=== Written problem ===
Tally the lines in the records below that contain the string "Target", matching case exactly, and reply with only the number.

[Rows from a pointing dataset]
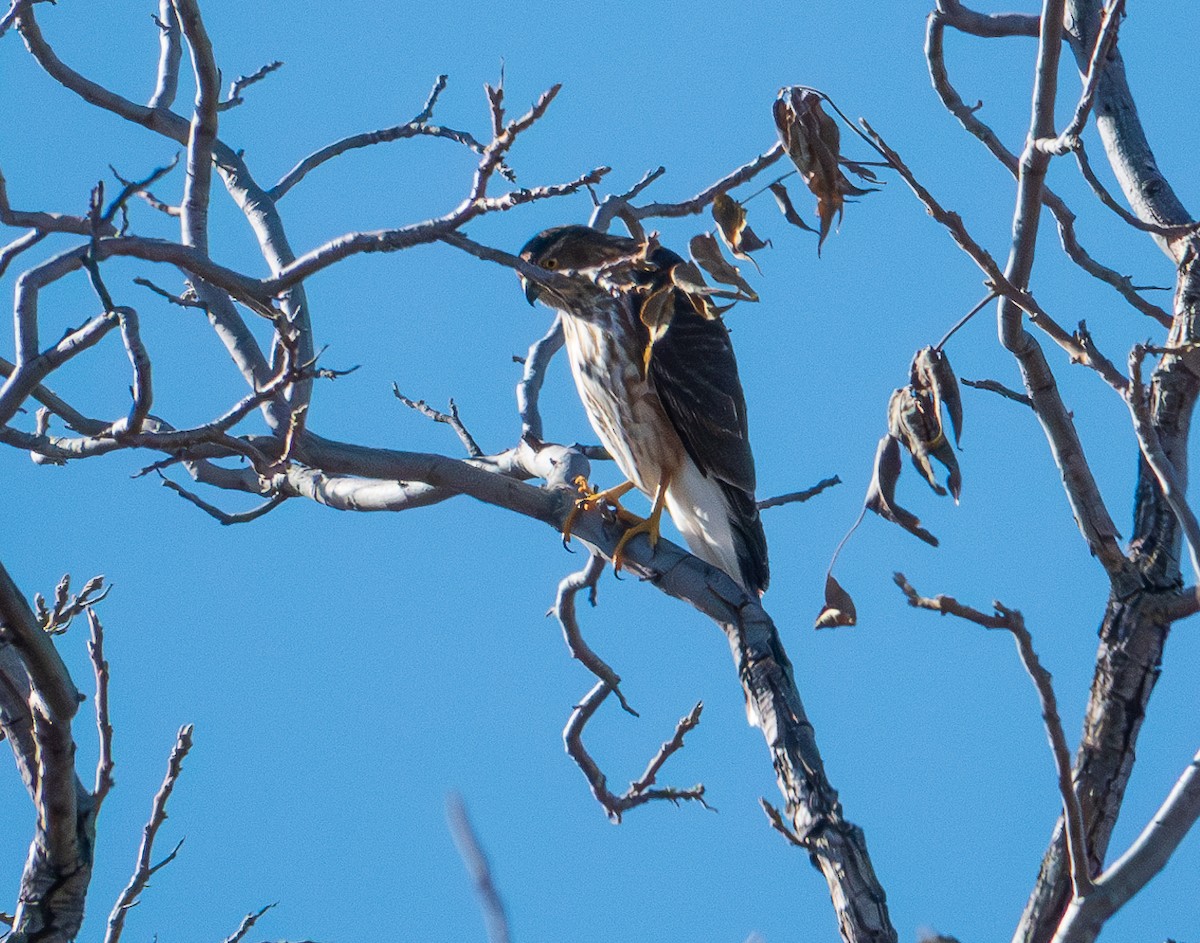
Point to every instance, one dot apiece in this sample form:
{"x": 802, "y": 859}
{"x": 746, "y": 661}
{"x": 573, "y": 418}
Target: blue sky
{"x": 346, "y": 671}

--

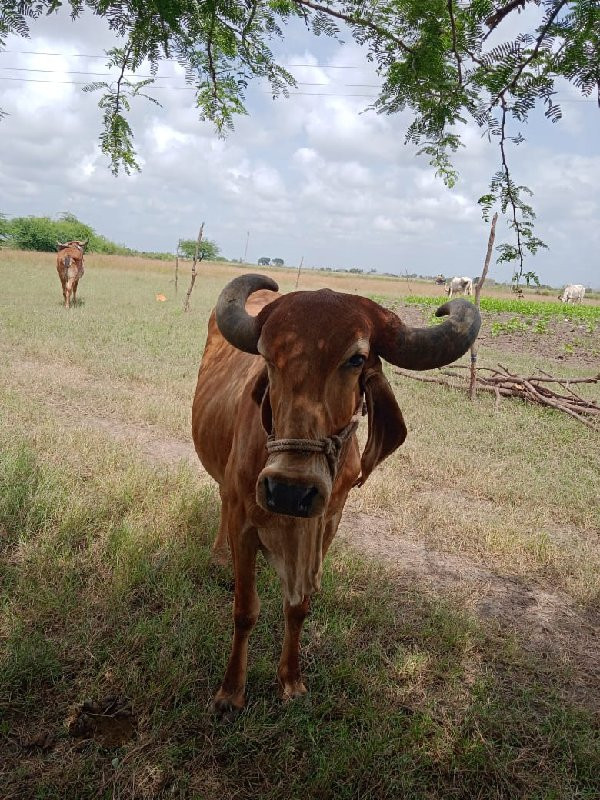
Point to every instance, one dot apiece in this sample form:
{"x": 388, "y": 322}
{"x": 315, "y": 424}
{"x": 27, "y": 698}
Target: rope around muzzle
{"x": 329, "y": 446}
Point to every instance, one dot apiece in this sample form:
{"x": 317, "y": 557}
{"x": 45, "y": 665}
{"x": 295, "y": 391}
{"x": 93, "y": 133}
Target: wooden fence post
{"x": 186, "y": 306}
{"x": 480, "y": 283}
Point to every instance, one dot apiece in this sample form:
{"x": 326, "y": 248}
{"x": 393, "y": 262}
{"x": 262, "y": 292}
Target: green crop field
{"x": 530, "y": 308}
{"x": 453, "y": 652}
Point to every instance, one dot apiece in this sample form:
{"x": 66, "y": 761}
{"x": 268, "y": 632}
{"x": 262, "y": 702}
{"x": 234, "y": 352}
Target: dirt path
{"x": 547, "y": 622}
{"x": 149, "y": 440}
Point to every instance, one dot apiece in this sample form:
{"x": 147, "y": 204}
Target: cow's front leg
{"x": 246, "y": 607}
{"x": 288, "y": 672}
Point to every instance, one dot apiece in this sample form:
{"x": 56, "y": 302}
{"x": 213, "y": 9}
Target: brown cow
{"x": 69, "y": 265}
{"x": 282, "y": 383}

=== In response ===
7